▶ Your instructions: Put the material into a Markdown table. Start at its first line and end at the line that contains "x=171 y=172". Use the columns Row and Line, with one numbered row for each line and blank lines left out.

▶ Material:
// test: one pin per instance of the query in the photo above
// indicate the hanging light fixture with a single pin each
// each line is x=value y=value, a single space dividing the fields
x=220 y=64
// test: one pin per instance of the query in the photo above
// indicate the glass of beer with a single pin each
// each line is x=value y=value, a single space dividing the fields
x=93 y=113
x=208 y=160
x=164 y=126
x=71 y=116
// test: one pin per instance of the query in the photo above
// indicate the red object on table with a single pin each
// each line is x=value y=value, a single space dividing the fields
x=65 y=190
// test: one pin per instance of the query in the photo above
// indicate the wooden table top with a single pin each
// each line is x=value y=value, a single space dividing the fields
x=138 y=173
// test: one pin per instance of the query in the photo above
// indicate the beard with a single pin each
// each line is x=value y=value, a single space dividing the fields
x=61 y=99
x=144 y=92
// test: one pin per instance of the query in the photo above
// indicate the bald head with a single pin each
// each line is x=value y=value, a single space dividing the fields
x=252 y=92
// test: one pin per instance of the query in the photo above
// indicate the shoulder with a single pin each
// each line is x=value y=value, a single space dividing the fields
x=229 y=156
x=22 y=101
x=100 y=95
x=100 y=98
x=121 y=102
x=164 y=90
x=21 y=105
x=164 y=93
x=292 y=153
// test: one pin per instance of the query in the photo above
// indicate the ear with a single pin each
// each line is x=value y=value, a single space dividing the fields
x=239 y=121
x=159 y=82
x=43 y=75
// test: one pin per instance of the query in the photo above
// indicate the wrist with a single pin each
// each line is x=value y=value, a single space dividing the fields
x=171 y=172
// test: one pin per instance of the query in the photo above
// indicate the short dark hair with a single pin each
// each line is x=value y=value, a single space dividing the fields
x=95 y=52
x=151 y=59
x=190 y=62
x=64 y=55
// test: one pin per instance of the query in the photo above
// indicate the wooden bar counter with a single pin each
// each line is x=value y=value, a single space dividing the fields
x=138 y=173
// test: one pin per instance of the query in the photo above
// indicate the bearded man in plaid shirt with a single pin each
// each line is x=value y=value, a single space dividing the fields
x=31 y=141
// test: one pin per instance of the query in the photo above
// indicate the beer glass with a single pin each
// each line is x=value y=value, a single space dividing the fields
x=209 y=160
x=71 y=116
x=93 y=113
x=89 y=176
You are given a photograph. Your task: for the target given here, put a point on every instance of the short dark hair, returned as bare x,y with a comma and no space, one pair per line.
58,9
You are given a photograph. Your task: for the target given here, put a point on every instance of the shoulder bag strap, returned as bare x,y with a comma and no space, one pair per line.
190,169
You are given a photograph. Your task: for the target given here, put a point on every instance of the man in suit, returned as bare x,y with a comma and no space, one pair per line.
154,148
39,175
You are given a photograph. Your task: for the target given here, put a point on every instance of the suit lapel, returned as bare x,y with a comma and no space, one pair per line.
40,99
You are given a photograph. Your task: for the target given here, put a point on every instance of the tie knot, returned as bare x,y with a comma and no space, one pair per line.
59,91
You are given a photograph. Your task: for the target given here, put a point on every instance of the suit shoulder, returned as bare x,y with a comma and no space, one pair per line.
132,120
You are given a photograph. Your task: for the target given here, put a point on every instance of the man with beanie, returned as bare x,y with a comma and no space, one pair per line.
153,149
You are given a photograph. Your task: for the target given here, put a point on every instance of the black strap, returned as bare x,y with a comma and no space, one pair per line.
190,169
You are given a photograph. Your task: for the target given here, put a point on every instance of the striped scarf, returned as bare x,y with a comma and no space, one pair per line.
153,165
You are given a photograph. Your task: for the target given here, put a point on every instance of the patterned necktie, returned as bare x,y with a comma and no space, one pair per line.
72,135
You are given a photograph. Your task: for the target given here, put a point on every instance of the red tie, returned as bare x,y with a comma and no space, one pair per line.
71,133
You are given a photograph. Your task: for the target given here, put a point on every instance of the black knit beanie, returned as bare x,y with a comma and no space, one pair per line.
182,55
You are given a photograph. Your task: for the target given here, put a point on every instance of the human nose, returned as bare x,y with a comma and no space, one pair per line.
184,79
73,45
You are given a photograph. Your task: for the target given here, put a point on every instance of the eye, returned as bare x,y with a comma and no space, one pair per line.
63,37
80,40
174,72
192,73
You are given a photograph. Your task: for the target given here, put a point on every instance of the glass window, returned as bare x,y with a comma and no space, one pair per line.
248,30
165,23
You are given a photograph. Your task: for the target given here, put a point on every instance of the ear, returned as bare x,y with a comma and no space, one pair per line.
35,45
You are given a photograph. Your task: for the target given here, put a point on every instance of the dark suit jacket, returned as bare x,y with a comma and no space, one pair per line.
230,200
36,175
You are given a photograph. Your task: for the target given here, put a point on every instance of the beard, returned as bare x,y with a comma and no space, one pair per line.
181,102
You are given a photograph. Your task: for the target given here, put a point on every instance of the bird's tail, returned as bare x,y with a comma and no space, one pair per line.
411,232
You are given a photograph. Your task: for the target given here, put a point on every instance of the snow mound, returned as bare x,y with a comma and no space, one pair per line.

▶ Solution for this task:
| Row | Line |
|---|---|
| 1 | // test: one pin per instance of the query in the photo above |
| 2 | // indicate the hanging light fixture with a single pin each |
| 3 | // each line is x=value y=value, a single space dividing the fields |
| 4 | x=220 y=64 |
| 5 | // test: one pin per instance of the query in the photo above |
| 6 | // indicate the glass of beer with a single pin each |
| 7 | // each line is x=value y=value, a single space dividing the fields |
| 8 | x=93 y=113 |
| 9 | x=208 y=160 |
| 10 | x=164 y=126 |
| 11 | x=71 y=116 |
| 12 | // test: one pin per instance of the query in the photo above |
| 13 | // indicate the red object on table with a single pin each |
| 14 | // each line is x=value y=value, a single space dividing the fields |
| 15 | x=65 y=190 |
| 16 | // test: one pin per instance of the query in the photo above |
| 17 | // indicate the wooden table top with a single pin each |
| 18 | // each line is x=value y=value, a single space dividing the fields |
| 19 | x=138 y=173 |
| 20 | // test: one pin per instance of the query in the photo above |
| 21 | // indicate the beard with a single pin each |
| 22 | // each line is x=value y=value, a single space dividing the fields |
| 23 | x=61 y=99 |
| 24 | x=144 y=92 |
| 25 | // test: one pin per instance of the query in the photo above |
| 26 | // indicate the bald head with a single pin each |
| 27 | // each line is x=value y=value, a single space dividing the fields |
| 28 | x=252 y=92 |
| 29 | // test: one pin per instance of the query in the photo above |
| 30 | // indicate the shoulder with a single pin each |
| 31 | // each line is x=value y=value, a single space dividing the fields |
| 32 | x=229 y=156 |
| 33 | x=22 y=101 |
| 34 | x=100 y=95 |
| 35 | x=100 y=98 |
| 36 | x=121 y=102 |
| 37 | x=164 y=90 |
| 38 | x=21 y=105 |
| 39 | x=164 y=93 |
| 40 | x=292 y=153 |
| 41 | // test: one pin per instance of the query in the photo above |
| 42 | // indicate the ear with a single pin each |
| 43 | // each line is x=value y=value, a single space dividing the fields |
| 44 | x=239 y=121 |
| 45 | x=159 y=82 |
| 46 | x=43 y=75 |
| 47 | // test: one pin per instance of the query in the photo above |
| 48 | // indicate the wrist with a single pin each |
| 49 | // each line is x=value y=value, a single space dividing the fields |
| 50 | x=171 y=172 |